▶ **Исходный текст**
■ ■ ■

Его ничто не радовало, с двух лет он ощущал себя полным сиротой, от которого отказалась мать. Страдания обуревали его нежную душу. Они переходили в глухую злобу, ненависть, даже желание и прямые ­угрозы сжечь дом Барнабы Смита вместе с его обитателями. А иногда он думал о том, что лишь смерть может прекратить его тоску и страдания. И жаждал смерти.

Исаак был сдан на руки пятидесятилетней бабушке... Но — странное дело! — в то время как у обычных детей именно с бабушками связаны самые сладкие воспоминания детства, Исаак никогда не обнаруживал особой нежности к своей прародительнице. Даже ее смерть оставила его безучастным. Видимо, никто так и не смог заменить ему отца и мать. Его личность была сломлена, и многие исследователи творчества Ньютона приписывают ему, и не без оснований, свойства крайнего нев­ротика.

Молодому Ньютону не суждено было подружиться ни с кем из ребятни, никогда не бегал он в веселой ватаге, не был участником шумных детских игр.

Так началось его одиночество — от рождения и до смерти.

Величайшая трагедия Ньютона — именно это вселенское одиночество, космическая отчужденность, кафкианская «нора». Отсюда — многие другие особенности его характера, такие как недоверие к другим, подозрительность, ипохондрия, тревога, страх, жадность. Он уходил в свое одиночество, забивался в «студию-нору», упивался комплексом изоляции, но тот же комплекс заставлял его чутко вслушиваться в «мировое зло», обнаруживать у себя всевозможные хвори, ждать неведомой опасности. Я не случайно упомянул Н о р у Ф. Кафки — чувства и словарь героя этого ошеломляющего произведения полностью содержатся в тетрадях молодого Ньютона, тот же мир тревоги, обреченности, разрушения, отчаяния: «я сломан», «дом скоро упадет», «я боюсь», «это тревожит меня», «он причинит мне зло», «меня одурачат», «что станет со мной?», «пора покончить со всем этим», «я не способен ни на что, кроме слез», «я не знаю, что мне делать».

Фрэнк Мануэль, выудивший все эти сентенции из латинских упражнений Ньютона, поражается тому, что здесь совершенно отсутствуют позитивные чувства. Никогда не появляется, например, слово «любовь». Почти нет выражений радости, желания. Страсть звучит в упражнениях лишь тогда, когда речь идет о ростбифе. Здесь — мир отрицания и за­прещения, наказания и одиночества.

■ ■ ■

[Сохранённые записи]

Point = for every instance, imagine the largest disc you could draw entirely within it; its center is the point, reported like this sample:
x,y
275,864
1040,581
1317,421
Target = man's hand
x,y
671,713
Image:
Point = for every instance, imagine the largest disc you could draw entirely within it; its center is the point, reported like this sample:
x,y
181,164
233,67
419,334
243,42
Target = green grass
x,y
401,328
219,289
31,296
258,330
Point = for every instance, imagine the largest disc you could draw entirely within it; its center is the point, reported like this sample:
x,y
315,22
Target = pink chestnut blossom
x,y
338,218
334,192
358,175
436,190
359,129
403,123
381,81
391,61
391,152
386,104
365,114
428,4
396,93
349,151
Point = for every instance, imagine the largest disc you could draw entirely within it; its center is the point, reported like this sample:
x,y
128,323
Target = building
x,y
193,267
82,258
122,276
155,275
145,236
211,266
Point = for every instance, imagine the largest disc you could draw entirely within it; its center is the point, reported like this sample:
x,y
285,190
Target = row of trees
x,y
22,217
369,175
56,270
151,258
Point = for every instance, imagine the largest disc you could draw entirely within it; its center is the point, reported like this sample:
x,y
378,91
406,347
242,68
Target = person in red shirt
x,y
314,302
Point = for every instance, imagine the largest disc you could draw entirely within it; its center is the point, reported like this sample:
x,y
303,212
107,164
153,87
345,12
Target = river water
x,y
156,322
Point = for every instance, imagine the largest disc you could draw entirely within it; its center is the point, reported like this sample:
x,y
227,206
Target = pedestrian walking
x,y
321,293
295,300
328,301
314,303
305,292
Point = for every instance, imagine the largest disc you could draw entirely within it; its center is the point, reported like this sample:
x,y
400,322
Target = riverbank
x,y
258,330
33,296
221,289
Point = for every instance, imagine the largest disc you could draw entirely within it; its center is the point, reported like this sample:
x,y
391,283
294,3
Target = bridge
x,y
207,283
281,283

■ ■ ■

▶ **Вопросы**
- 1) Какое слово, по наблюдению Фрэнка Мануэля, ни разу не встречается в латинских упражнениях Ньютона, согласно тексту о нём?
- 2) Повторите фрагмент текста о Ньютоне между словами «Молодому Ньютону не» и «и до смерти.» включительно.
Данные получены из другого источника.

▶ **Письменные ответы**
- 1) Слово «любовь».

- 2)
Молодому Ньютону не суждено было подружиться ни с кем из ребятни, никогда не бегал он в веселой ватаге, не был участником шумных детских игр.

Так началось его одиночество — от рождения и до смерти.